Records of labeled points
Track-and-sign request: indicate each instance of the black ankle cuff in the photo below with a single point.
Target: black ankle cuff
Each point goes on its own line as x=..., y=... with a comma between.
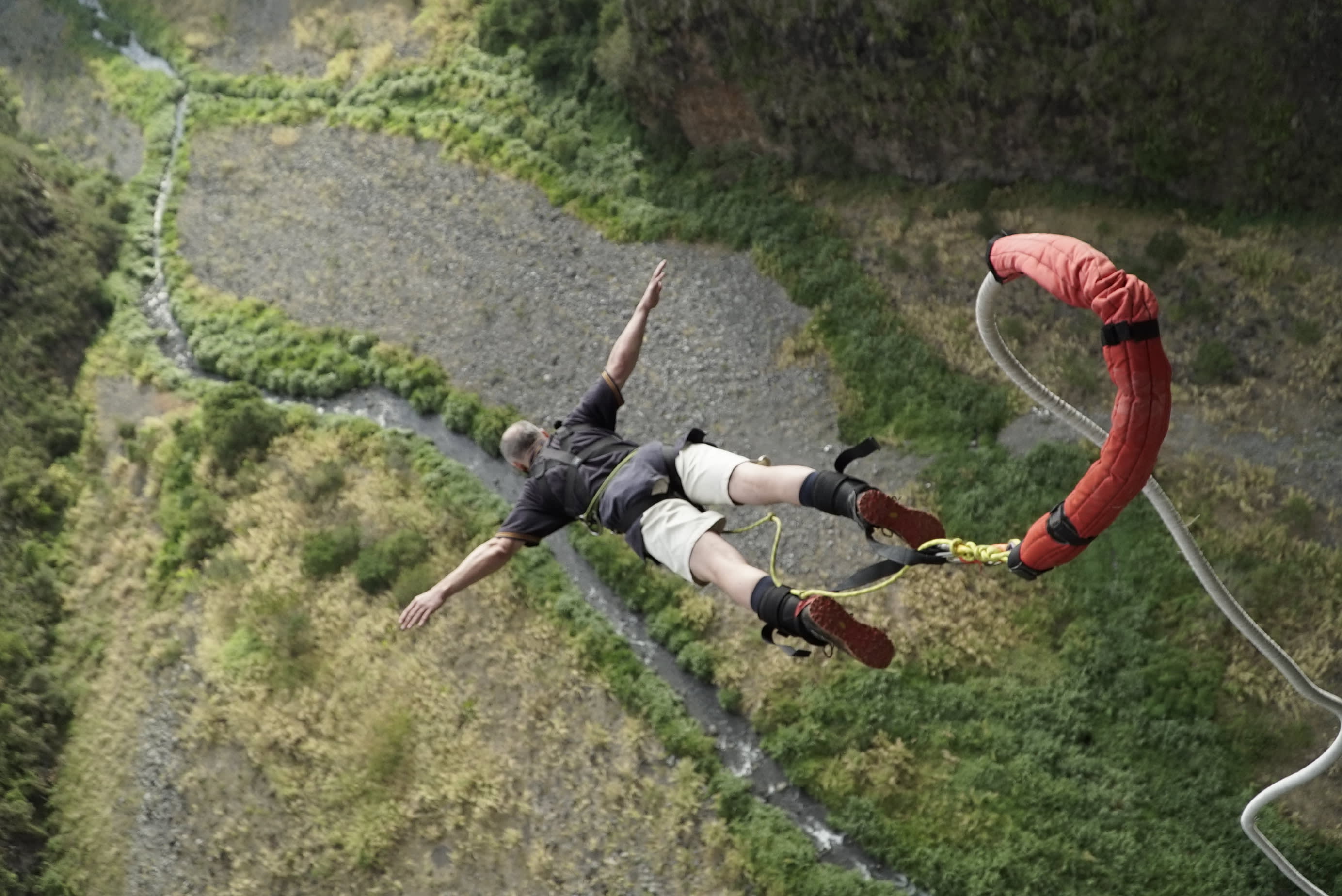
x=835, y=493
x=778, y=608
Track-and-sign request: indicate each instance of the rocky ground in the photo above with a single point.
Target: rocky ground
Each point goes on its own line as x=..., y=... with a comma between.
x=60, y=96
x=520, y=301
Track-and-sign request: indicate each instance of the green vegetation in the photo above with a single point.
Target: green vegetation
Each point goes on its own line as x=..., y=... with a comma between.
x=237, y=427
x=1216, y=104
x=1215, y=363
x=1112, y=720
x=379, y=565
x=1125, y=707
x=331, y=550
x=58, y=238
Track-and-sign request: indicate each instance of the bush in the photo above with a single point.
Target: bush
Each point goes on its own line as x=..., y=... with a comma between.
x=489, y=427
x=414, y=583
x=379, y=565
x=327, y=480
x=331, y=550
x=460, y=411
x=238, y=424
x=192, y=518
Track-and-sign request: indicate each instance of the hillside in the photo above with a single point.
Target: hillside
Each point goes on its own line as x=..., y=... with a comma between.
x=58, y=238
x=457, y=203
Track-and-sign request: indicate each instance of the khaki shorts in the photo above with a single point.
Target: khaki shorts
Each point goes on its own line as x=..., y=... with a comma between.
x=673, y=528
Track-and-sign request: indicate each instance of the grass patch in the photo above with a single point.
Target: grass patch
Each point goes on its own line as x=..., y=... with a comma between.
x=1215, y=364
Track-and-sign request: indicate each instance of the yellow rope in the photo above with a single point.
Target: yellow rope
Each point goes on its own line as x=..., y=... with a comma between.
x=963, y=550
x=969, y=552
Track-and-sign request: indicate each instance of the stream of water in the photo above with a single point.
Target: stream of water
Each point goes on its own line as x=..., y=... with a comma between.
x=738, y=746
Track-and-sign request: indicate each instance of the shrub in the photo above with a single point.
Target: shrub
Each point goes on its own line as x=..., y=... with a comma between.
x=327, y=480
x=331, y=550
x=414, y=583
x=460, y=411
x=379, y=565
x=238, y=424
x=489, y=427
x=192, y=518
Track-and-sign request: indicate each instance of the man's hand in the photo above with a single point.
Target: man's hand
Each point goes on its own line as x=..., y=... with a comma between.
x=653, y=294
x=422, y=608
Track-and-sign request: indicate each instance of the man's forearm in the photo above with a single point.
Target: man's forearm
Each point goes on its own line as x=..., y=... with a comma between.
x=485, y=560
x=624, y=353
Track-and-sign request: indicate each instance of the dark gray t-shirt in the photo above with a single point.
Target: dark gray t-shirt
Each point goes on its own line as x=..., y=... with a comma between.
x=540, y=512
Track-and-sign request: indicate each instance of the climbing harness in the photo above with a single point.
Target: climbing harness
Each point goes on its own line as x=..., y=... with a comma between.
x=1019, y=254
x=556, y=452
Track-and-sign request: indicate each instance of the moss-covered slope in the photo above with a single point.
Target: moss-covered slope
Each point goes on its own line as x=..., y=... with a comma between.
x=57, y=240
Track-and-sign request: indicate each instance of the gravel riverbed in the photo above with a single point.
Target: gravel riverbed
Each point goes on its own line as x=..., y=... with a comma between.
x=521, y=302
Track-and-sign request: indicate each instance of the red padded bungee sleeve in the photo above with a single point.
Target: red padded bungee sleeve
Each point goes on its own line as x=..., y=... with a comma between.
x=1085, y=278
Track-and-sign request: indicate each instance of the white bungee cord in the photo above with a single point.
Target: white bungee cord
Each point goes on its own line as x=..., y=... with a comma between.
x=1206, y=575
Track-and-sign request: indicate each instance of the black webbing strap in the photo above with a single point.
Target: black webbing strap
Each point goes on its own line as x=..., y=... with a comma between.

# [Task objective]
Write out, without any change, the lines above from the line containing "Track-and-sign request: indicate each instance of the red" up to and including the line containing "x=1085, y=278".

# [Response]
Track-and-sign request: indicate each instance of the red padded bungee sleeve in the photo above with a single point.
Target: red padded bungee sleeve
Each point goes on its own line as x=..., y=... with a comma between.
x=1085, y=278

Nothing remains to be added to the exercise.